━━ Records provided
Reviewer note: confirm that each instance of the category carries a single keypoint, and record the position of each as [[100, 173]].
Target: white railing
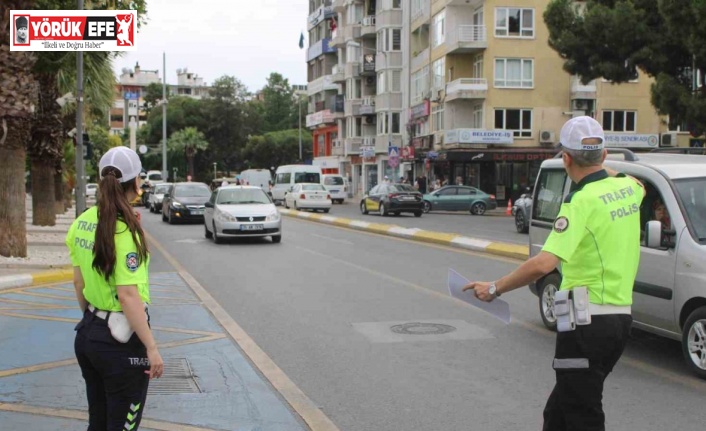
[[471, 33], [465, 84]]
━━━━
━━ Records provided
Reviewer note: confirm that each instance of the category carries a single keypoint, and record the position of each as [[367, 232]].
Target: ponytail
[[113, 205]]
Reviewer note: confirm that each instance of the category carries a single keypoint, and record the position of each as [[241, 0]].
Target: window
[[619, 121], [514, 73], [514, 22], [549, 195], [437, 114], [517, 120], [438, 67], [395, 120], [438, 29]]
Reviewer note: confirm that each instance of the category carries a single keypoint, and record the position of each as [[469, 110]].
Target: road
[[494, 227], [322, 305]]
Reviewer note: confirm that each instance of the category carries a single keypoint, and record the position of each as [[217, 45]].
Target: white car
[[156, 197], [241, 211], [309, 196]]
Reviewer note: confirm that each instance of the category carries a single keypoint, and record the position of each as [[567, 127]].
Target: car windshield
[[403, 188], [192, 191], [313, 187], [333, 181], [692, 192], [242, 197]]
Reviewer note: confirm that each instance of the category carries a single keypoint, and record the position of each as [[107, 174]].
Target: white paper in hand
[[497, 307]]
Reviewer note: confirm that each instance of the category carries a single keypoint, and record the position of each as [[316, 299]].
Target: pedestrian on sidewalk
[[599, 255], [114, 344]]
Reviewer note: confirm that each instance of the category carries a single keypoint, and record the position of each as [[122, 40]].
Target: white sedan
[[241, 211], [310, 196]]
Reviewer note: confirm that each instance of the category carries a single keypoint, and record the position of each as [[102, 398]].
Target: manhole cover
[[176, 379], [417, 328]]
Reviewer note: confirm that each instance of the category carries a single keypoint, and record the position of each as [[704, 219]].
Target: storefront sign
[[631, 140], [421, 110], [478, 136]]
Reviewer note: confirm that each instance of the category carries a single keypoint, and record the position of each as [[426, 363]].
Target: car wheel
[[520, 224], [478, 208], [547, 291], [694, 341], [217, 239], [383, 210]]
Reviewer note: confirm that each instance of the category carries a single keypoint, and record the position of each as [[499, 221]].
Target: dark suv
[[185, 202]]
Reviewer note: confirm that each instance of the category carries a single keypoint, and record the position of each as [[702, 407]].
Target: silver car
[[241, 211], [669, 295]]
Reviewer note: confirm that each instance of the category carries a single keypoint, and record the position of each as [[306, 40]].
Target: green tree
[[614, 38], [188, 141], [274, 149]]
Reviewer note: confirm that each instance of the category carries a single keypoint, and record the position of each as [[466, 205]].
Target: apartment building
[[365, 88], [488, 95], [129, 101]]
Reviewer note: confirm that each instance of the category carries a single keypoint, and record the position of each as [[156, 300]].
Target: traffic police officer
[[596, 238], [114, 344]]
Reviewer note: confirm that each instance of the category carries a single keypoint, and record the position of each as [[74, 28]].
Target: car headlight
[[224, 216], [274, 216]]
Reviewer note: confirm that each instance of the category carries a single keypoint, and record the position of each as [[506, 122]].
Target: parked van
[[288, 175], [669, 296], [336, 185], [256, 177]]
━━━━
━━ Records provided
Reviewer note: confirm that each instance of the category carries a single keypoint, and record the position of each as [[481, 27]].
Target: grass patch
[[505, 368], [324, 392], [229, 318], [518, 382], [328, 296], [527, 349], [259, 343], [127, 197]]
━━━━
### What to produce
Render the data above, starting at the line that contains "as [[506, 122]]." and ending at the line that contains "[[288, 175], [669, 296], [336, 185], [256, 177]]", as a Markdown table with the columns No. and Text. Number each line in order and leave out blank lines.

### Result below
| No. | Text |
|---|---|
| 1 | Reviewer note: confirm that each instance of the category carries a single keypoint, and record the position of each as [[506, 122]]. |
| 2 | Target: parked van |
| 3 | [[288, 175], [669, 296], [336, 185], [256, 177]] |